Seems simple enough to most of us. But a Michigan judge named Charles Warren, who also happens to be a former member of the state board of education, wrote a piece in a Detroit paper in which he says the Michigan Department of Education has forbidden teachers from using the words America and American when they mean us, people who live in the United States of America.

Why? Because there are Mexicans who are Americans — Central America — and the same with Guatemalans and Salvadorans, and because South Americans could also think you mean them when you say American. And the Canadians are probably confused if you call yourself an American and they look at the map and see they, too, are in North America.

Warren, the judge and former state school board member, says this is political correctness gone wild, and the people of Michigan should know that teachers are not allowed to say Americans when they mean people who live in the USA.

The Michigan Department of Education hopped to it and released the following statement:

"The Michigan Department of Education supports the continued use of Americas, United States of America and the philosophy behind America in our schools. We have no policy pending to change that nor would we support any."

☆ ☆ ☆ ☆ ☆ ☆ ☆

Request: Pull out the wording of the Michigan education passage from "Seems simple enough" to "States of America.". The listing that follows comes from a different source than the Michigan education passage.

Source data:
☆ ☆ ☆ ☆ ☆ ☆ ☆

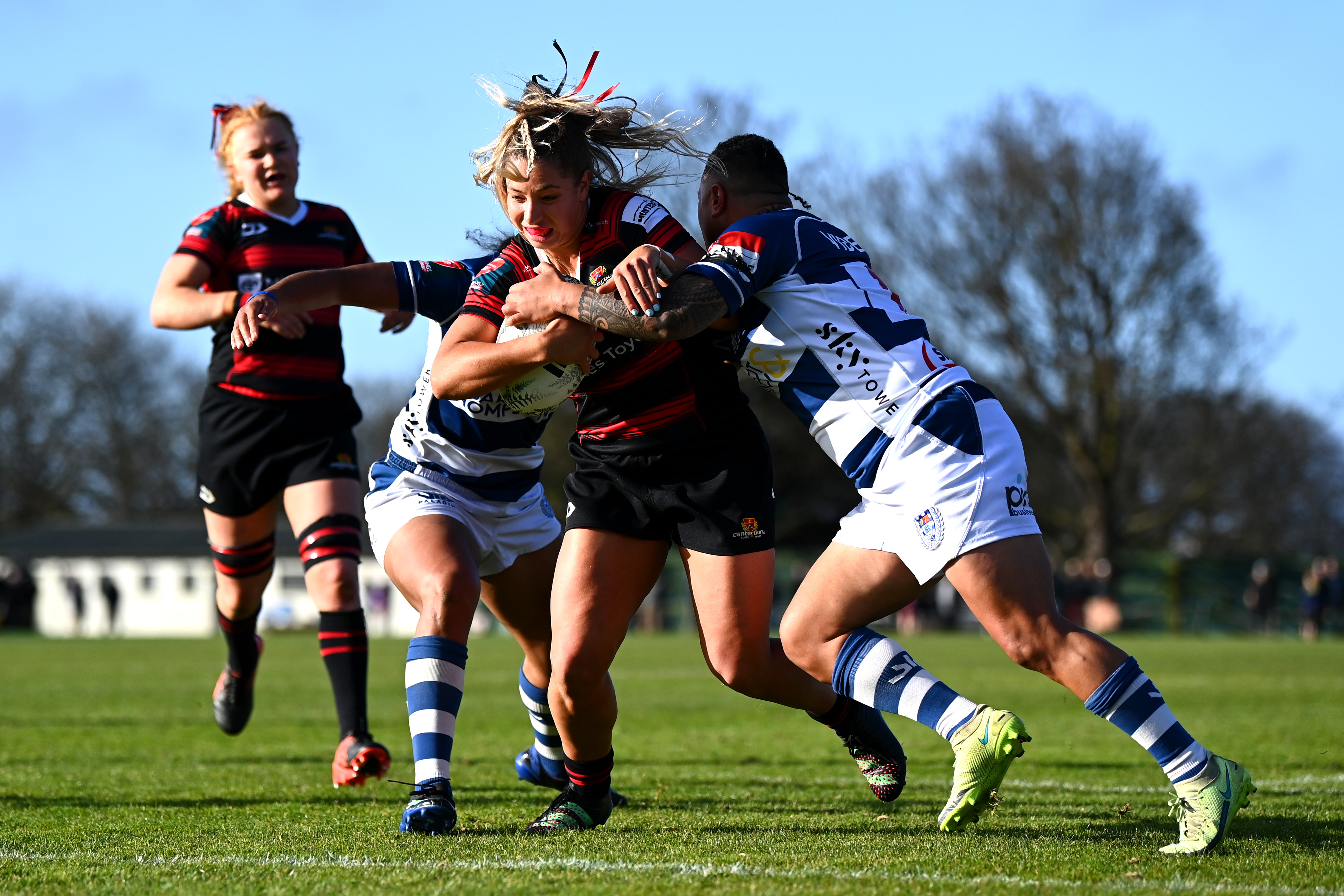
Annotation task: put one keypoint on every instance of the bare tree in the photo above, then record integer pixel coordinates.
(1054, 254)
(97, 417)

☆ ☆ ☆ ☆ ☆ ☆ ☆

Full response:
Seems simple enough to most of us. But a Michigan judge named Charles Warren, who also happens to be a former member of the state board of education, wrote a piece in a Detroit paper in which he says the Michigan Department of Education has forbidden teachers from using the words America and American when they mean us, people who live in the United States of America.